■ **EXCERPTED PASSAGE**
The manufacturer states that the board can support up to 32GB RAM. It also has a database of supported/tested DIMM modules, and mines are in there.

https://www.asrock.com/mb/AMD/A75%20Pro4/index.asp#Memory

I tried removing the sticks and putting them back in, cleaning the pins, checking for damage, etc.

What else can I try?

Thanks

[Moderator edit: added [code] tags to preserve output layout. -Hu]Last edited by Vieri on Thu Oct 18, 2018 6:25 am; edited 1 time in total

----------

## tomtom69

your board handbook says

 *Quote:*   

> 
> 
> This motherboard provides four 240-pin DDR3 (Double Data Rate 3) DIMM
> 
> slots, and supports Dual Channel Memory Technology. For dual channel con-
> ...

 

So afaik you need to install 2 extra modules. If you follow the manual they should be identical to the installed ones.

tomtom

----------

## Anon-E-moose

As far as the OS memory report are they 64 bit OS's or 32 bit, if 32 then they will only report 4gb.

■ **SHORT EXERCISE**
Reproduce the forum passage about the board's memory, starting at "your board handbook" and ending at "the installed ones.", with "motherboard" swapped for "mainboard".

■ **DATA EXCERPTS**

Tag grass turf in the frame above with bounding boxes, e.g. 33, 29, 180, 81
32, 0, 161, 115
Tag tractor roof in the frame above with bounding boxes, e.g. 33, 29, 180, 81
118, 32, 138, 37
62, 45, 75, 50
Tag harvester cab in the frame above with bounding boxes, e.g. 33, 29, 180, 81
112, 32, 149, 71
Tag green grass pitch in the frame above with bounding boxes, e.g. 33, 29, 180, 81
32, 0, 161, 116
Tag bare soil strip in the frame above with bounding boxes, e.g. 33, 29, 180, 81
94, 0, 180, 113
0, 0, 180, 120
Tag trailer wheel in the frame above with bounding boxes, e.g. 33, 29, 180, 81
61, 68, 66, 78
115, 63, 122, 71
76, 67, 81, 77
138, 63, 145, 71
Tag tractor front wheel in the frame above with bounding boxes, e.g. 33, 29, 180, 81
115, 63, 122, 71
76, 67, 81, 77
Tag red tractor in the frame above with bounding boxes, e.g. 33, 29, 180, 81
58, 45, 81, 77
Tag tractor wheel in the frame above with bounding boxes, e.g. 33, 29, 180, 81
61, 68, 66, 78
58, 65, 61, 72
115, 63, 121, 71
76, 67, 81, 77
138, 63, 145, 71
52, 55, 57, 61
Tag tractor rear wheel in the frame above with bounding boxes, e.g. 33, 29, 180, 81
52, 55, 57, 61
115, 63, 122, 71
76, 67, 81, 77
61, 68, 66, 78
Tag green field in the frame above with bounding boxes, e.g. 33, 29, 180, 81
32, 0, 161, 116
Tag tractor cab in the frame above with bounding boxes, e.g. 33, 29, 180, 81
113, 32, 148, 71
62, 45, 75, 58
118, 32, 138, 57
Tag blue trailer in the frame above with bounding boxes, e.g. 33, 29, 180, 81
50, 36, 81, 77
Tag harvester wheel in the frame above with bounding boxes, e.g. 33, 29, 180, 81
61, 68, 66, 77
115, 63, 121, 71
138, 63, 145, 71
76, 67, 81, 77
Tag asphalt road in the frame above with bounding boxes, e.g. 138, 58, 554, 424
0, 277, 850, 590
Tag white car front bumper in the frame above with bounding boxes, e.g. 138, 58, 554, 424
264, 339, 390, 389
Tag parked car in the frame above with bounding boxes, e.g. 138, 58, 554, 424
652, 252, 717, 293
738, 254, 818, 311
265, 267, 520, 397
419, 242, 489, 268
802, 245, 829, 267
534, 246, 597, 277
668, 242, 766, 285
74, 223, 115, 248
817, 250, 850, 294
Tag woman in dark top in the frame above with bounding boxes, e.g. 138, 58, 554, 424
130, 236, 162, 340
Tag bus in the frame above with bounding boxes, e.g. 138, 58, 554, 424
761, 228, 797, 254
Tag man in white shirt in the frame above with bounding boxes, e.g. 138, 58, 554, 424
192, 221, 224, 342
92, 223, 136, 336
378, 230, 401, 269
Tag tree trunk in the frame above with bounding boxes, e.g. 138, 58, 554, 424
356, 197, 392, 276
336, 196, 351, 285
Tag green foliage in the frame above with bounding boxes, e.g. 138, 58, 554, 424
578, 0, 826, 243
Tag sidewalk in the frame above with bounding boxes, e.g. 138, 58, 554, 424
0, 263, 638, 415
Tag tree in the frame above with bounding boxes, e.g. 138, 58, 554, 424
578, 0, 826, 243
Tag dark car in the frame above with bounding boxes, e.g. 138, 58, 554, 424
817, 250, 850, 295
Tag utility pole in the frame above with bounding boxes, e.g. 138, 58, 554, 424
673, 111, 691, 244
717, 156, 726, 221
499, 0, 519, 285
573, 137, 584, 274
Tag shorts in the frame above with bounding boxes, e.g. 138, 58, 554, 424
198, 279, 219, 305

■ **WRITTEN RESPONSE**
your board handbook says

 *Quote:*   

> 
> 
> This mainboard provides four 240-pin DDR3 (Double Data Rate 3) DIMM
> 
> slots, and supports Dual Channel Memory Technology. For dual channel con-
> ...

 

So afaik you need to install 2 extra modules. If you follow the manual they should be identical to the installed ones.